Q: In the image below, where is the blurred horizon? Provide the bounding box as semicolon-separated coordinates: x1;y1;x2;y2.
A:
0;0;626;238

---

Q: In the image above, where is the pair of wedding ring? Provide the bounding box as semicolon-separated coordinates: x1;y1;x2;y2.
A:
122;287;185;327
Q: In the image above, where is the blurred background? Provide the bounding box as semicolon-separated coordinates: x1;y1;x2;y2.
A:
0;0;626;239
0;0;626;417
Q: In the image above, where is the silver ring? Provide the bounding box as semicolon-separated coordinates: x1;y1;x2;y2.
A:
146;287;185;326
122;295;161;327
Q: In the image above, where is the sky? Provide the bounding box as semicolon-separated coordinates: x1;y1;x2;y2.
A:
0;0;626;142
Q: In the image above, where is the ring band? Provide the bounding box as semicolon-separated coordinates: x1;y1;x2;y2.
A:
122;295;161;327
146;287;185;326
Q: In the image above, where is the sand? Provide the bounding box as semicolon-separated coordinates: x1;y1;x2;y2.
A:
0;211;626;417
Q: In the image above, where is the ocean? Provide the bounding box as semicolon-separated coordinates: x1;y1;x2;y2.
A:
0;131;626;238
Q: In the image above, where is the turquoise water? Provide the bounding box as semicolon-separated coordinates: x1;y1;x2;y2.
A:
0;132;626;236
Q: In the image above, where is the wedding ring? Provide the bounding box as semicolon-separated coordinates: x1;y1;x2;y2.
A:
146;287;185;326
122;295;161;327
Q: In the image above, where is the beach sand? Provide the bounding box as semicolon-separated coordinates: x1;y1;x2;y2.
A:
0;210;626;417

---

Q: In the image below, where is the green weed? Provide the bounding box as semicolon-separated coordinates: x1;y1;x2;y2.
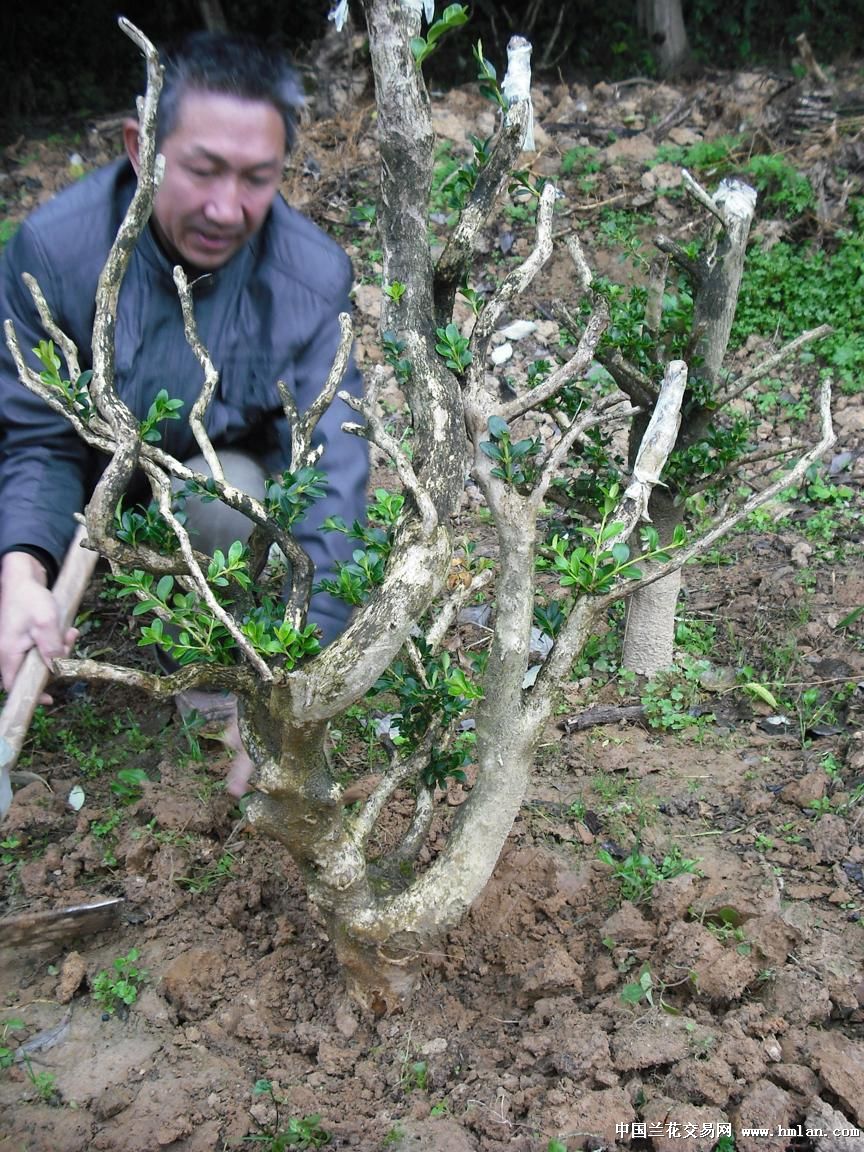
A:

---

Copy out the records word for word, from the line containing "Q: In the image above, where is the blurred" up to and including the line containing "0;210;626;417".

Q: In the image above, where is the blurred background? Provide the bounding box as semicolon-separated coordinates: x1;y1;x2;y2.
A:
0;0;626;239
0;0;626;417
Q: In the image above, where is the silver ring? Provide the bounding box as semicolon-separated coordinates: x1;y1;x2;y2.
A:
146;287;185;326
122;295;161;327
Q: In the image above, where is the sky? Provide the bounding box as semicolon-separated coordinates: x1;y1;x2;y2.
A:
0;0;626;142
Q: In the image above, where is the ring band? Provide the bounding box as semicolon-separated coordinates: x1;y1;x2;y2.
A:
122;295;161;327
146;287;185;326
Q: In the image above, where is the sand? Provide the bounding box as semicolon-separated coordinates: x1;y1;x2;y2.
A:
0;211;626;417
Q: In the image above, where is the ocean? Provide the bounding box as semicolon-separated coordinates: x1;y1;x2;y2.
A:
0;131;626;238
Q: In the image above, where is the turquoise water? Provide the bounding box as semicolon-separated coordinates: x1;y1;x2;y2.
A:
0;132;626;236
Q: In the image above, where is the wedding ring? Provide the bounding box as semicolon-separated coordinates: x1;y1;x2;y2.
A:
146;287;185;326
122;295;161;327
Q: In the image above, where is the beach sand? Provide the bounding box as semicolon-separated coordinates: x1;y1;x2;y2.
A:
0;210;626;417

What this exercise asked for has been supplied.